### Extract ###

Ladies and Gentleman,
I would like to firstly thank SEARIG for giving me the opportunity to talk about our experiences of multidisciplinary work within the community mental health teams for older people in the City of Brighton and Hove.
My name is Matt Fossey and until recently I was an Approved Social Worker in the West Brighton Community Mental Health Team. I now manage the social workers within the Community Mental Health Teams for older people across the North of Warwickshire. For the past 18 months I have been involved in the co-ordination and development of the service as we aim to meet the targets and goals set out in the National Service Frameworks.
I propose to talk for about half an hour and then I would like to set aside the remainder of the session to take questions, and also to open up the floor to a general discussion about any issues that may be raised, in particular the topic of multidisciplinary working.
Within this short paper I will concentrate on some of the challenges that face us as we cement and build upon the relationships between colleagues within the Health Trust and the Local Authority. I aim to show how we work together to meet the needs of our local community and how we have been flexible and imaginative in the provision of services.
Across the City we operate three community mental health teams, that cover the population of approximately 60 000 people over the age of 65. The teams are multidisciplinary and consist of CPNs, OTs, ASWs, community support workers, a team of psychiatrists a consultant clinical psychologist and finally psychology assistants. Since the formation of Primary Care Trusts employees of the Local Authority have been seconded to the Health Trust.
The core team members consist of professionals who are primarily dedicated to providing intervention and treatment for older people, however, there is also provision within the team for working with younger clients who may have the onset of a dementia.
All of our work is augmented through maintaining robust links with the primary care providers, the voluntary sector and our colleagues within other Local Authority and Trust Departments.

###

Write out the speech word for word, beginning at "Across the City" and stopping after "and Trust Departments.". You don't need the records for this.

### Data extracts ###

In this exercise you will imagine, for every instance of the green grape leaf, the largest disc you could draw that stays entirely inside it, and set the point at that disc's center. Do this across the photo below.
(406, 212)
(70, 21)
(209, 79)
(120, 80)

###

> [Your response]:
Across the City we operate three community mental health teams, that cover the population of approximately 60 000 people over the age of 65. The teams are multidisciplinary and consist of CPNs, OTs, ASWs, community support workers, a team of psychiatrists a consultant clinical psychologist and finally psychology assistants. Since the formation of Primary Care Trusts employees of the Local Authority have been seconded to the Health Trust.
The core team members consist of professionals who are primarily dedicated to providing intervention and treatment for older people, however, there is also provision within the team for working with younger clients who may have the onset of a dementia.
All of our work is augmented through maintaining robust links with the primary care providers, the voluntary sector and our colleagues within other Local Authority and Trust Departments.